_What is asked_
Please rewrite the stretch of records from the line containing "Could you point out the knife" through the end of the records, swapping "red onion" for "yellow onion" and leaving everything else unchanged.

_Data to use_

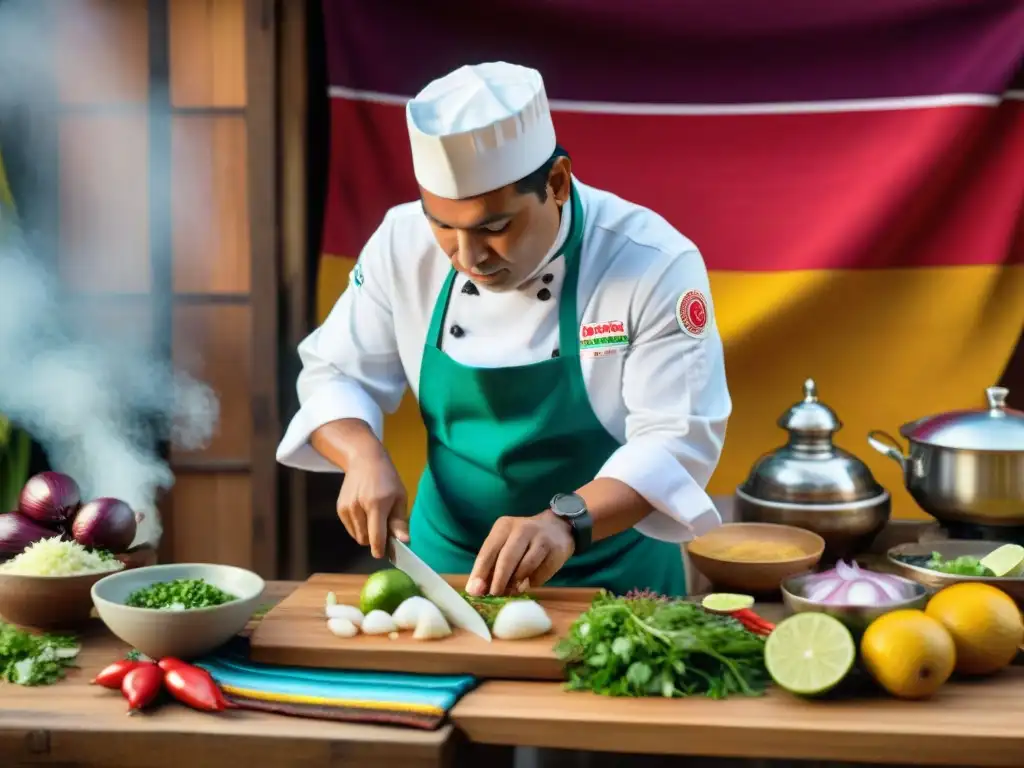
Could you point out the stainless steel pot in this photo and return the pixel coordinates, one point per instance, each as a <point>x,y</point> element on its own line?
<point>812,483</point>
<point>964,466</point>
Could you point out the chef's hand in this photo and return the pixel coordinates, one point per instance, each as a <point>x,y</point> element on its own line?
<point>373,502</point>
<point>520,552</point>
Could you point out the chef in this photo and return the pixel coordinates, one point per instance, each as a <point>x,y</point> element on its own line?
<point>562,346</point>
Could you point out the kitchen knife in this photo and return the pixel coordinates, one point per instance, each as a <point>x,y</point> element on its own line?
<point>436,590</point>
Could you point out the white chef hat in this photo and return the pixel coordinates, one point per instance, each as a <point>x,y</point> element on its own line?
<point>479,128</point>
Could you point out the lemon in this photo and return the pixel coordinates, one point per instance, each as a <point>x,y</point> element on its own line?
<point>985,625</point>
<point>908,653</point>
<point>809,653</point>
<point>386,590</point>
<point>1008,560</point>
<point>724,602</point>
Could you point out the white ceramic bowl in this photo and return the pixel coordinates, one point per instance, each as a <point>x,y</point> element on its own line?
<point>184,634</point>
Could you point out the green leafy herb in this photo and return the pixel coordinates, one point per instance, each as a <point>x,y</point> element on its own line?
<point>488,605</point>
<point>649,646</point>
<point>963,565</point>
<point>180,594</point>
<point>35,659</point>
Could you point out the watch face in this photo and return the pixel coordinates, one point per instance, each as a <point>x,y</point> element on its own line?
<point>568,505</point>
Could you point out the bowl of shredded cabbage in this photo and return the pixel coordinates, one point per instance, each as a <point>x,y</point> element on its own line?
<point>48,586</point>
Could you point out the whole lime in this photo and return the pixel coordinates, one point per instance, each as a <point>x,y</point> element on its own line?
<point>386,590</point>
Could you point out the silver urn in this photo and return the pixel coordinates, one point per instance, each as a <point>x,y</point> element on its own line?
<point>812,483</point>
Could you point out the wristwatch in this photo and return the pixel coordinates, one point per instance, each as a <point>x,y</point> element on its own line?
<point>572,509</point>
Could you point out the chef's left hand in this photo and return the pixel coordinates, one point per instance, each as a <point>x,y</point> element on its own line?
<point>520,551</point>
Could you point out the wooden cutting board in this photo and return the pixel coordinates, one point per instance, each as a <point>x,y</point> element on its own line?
<point>294,633</point>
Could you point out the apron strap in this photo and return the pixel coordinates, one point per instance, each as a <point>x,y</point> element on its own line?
<point>440,309</point>
<point>568,321</point>
<point>568,336</point>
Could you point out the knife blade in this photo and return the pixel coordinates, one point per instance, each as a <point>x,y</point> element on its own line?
<point>436,590</point>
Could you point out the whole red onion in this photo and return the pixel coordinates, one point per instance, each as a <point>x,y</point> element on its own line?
<point>104,523</point>
<point>49,499</point>
<point>17,531</point>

_Result of this exercise_
Could you point out the knife blade in this photo and return the pixel coordinates, one point per instance, each as a <point>x,y</point> element on its own line?
<point>436,590</point>
Could you point out the whole yellow onion in this photo and return the pixel coordinates, one point per instance, each as a <point>x,y</point> element on its own line?
<point>104,523</point>
<point>49,499</point>
<point>17,531</point>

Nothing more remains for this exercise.